(TO DO)
Below is a set of entries; copy all of them exactly.

(Stored entries)
----
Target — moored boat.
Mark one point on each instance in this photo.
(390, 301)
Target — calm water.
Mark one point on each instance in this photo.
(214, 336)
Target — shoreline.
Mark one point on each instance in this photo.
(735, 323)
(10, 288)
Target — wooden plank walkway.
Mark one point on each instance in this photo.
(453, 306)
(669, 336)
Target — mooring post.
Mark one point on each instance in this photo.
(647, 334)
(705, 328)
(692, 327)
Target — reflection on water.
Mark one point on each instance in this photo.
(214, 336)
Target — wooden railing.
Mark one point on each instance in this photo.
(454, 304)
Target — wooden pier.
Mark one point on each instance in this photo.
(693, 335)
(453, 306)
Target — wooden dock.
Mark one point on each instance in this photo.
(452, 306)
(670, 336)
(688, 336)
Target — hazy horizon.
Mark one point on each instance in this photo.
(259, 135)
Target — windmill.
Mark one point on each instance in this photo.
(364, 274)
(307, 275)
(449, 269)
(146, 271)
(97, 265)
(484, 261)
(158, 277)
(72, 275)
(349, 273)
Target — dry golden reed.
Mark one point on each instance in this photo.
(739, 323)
----
(WRITTEN SOLUTION)
Target — moored boat.
Mark one point on each instance in this photo.
(390, 301)
Target — calm water.
Mark one point on each instance in this photo.
(214, 336)
Target — shoreline.
Mark one point on each instance in this photo.
(735, 323)
(10, 288)
Target — wooden plank walkway.
Mark one point on each instance in this photo.
(453, 306)
(669, 336)
Target — mooring post.
Mark one point on each instance in this photo.
(647, 334)
(705, 328)
(692, 327)
Target — reflection on water.
Mark one point on each instance in this photo.
(214, 336)
Target — wooden railing.
Mark one point on each instance in this photo.
(454, 304)
Target — wooden pier.
Mark one point on each instance in this photo.
(693, 335)
(453, 306)
Target — wooden dock.
Mark one point on each instance in this photo.
(452, 306)
(670, 336)
(688, 336)
Target — hazy horizon.
Mark one point on each instance in this photo.
(259, 135)
Target — windmill.
Mark one point on each instance in this photo.
(364, 274)
(307, 275)
(449, 269)
(146, 271)
(97, 265)
(484, 261)
(158, 277)
(72, 275)
(349, 273)
Target — dry golden reed.
Mark one point on each instance in this photo.
(739, 323)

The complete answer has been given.